DA SVOLGERE
a. Rispondi alle domande sul brano sulla fine del mandato britannico in Palestina, contrassegnando ogni risposta come la domanda corrispondente.
(i) In quale città David Ben-Gurion proclama la nascita dello Stato di Israele?
(ii) Sotto quale controllo il Piano di Partizione pone Gerusalemme?
(iii) In che data inizia la prima guerra arabo-israeliana?
b. Scrivi il seguito del brano sulla fine del mandato britannico in Palestina, partendo dopo l'ultima frase riportata.

ESTRATTO
------------------------------------------------------------------------

Non è infatti un caso che il Protettorato britannico sulla Palestina ebbe fine il 14 maggio 1948, in altri termini lo stesso giorno in cui si ebbe la proclamazione della nascita dello Stato di Israele.
Questa data segnò l’inizio di quel nuovo capitolo nella storia della Palestina, segnato dalla guerra arabo-israeliana del 1948 ed i cui passaggi chiave furono i seguenti:
- 29 novembre 1947: l’Assemblea Generale dell’ONU approva il Piano di Partizione della Palestina, che prevede la divisione della regione in uno stato ebraico e uno arabo, con Gerusalemme sotto controllo internazionale;
- 14 maggio 1948: il Regno Unto annuncia ufficialmente la fine del proprio mandato sulla Palestina;
- 14 maggio 1948: David Ben-Gurion proclama la nascita dello Stato di Israele a Tel Aviv.;
- 15 maggio 1948: inizia la prima guerra arabo-israeliana, con gli Stati arabi vicini che attaccano il nuovo stato di Israele facendo sì che la già in corso guerra civile si mutasse in una guerra fra Israele e gli Stati arabi vicini che produsse l’esodo palestinese.

------------------------------------------------------------------------

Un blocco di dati

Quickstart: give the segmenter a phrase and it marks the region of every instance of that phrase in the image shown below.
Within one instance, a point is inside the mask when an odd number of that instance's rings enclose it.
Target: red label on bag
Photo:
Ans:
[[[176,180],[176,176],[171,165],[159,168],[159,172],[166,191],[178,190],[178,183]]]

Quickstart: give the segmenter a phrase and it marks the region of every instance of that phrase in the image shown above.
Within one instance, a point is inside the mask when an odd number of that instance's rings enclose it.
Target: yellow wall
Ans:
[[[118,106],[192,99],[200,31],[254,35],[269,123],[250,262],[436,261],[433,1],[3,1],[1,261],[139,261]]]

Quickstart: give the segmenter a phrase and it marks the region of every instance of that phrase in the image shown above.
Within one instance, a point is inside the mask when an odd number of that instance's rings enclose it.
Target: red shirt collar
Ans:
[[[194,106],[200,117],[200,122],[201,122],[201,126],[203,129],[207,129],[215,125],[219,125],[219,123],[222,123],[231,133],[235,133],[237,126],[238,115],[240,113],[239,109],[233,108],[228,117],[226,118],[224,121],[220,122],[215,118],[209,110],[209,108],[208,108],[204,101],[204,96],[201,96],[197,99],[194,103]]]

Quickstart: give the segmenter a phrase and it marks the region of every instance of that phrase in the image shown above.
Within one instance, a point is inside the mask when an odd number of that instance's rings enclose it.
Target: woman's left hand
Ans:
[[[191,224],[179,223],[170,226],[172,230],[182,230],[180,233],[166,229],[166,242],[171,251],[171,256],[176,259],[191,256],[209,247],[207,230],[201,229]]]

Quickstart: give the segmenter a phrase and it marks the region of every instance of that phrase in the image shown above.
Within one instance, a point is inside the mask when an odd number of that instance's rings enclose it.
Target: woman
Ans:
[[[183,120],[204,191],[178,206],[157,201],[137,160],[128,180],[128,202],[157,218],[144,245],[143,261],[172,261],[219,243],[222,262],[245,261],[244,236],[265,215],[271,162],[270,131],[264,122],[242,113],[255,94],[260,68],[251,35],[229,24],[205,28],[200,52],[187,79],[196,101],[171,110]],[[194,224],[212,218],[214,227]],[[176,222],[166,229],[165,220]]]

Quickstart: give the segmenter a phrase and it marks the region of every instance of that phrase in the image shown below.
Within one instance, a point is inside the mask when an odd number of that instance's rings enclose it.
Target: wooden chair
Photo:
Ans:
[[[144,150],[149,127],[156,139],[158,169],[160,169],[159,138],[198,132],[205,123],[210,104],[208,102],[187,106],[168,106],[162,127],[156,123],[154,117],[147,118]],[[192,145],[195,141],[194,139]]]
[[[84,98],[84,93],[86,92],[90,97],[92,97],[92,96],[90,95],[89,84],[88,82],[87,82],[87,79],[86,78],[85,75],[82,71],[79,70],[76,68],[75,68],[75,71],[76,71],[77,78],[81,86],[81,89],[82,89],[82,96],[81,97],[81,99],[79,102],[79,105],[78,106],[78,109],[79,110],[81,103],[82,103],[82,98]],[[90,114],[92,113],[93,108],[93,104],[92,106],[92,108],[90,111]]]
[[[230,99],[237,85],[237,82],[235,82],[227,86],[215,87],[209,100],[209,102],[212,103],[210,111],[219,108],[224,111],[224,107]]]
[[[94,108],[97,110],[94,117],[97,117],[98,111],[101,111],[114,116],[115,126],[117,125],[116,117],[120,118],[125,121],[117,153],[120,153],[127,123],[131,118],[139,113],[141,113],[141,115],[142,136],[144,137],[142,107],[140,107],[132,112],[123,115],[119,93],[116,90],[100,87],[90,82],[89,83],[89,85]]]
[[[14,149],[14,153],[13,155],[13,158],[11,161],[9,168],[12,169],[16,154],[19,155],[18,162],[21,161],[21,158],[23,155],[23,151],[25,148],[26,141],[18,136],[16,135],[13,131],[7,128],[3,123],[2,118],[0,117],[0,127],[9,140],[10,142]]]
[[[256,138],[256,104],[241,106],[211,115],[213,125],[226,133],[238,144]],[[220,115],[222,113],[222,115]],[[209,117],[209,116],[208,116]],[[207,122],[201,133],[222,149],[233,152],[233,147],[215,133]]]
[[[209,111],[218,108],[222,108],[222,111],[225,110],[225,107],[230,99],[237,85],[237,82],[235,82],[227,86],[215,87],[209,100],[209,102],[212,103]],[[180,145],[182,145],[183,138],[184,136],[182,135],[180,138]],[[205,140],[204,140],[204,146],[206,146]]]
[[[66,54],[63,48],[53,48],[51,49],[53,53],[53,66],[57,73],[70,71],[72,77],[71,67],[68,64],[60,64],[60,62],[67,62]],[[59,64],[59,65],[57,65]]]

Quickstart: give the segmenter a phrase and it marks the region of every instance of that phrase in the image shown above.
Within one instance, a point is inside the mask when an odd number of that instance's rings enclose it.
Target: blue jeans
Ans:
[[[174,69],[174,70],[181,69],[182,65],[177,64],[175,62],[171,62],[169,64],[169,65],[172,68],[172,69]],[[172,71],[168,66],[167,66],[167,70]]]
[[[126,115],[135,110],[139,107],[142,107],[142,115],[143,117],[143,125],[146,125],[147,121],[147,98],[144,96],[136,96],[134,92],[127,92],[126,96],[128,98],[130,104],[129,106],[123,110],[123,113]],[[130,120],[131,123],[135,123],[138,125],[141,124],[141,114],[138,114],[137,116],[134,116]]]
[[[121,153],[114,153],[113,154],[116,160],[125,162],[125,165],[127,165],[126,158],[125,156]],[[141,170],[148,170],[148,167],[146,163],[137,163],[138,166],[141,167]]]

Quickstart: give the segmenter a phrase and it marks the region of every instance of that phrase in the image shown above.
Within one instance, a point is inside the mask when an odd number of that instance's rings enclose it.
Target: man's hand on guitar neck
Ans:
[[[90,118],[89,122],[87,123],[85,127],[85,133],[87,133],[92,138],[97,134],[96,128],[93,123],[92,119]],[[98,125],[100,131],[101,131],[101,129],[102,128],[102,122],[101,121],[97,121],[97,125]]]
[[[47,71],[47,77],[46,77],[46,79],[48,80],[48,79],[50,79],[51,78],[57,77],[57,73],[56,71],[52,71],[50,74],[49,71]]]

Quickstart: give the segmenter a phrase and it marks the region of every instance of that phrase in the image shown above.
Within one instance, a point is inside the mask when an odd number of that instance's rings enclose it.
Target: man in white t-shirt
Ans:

------------------------------------------------------------------------

RISPOSTE FORNITE
a.
(i) A Tel Aviv.
(ii) Sotto controllo internazionale.
(iii) Il 15 maggio 1948.

b.
Un progetto, quello britannico, che si rivelò ben presto destituito di ogni fondamento grazie al fatto che gli USA adottarono in M.O., mutatis mutandis, la stessa strategia adottata in Indocina contro i Francesi non tanto per inimicizia verso i Britannici ed i Francesi, quanto piuttosto ravvisando l’incapacità di questi due soggetti politici di fronteggiare l’ex Unione delle Repubbliche Socialiste Sovietiche nella Cold War in corso: una Cold War che è probabile volga finalmente al termine anche se, a quanto pare, a beneficiarne ben poco saranno le pedine di quel gioco che nei decenni passati tanti morti ha causato, con buona pace delle retoriche sul Nuovo Ordine Mondiale multipolare ed amenità del genere.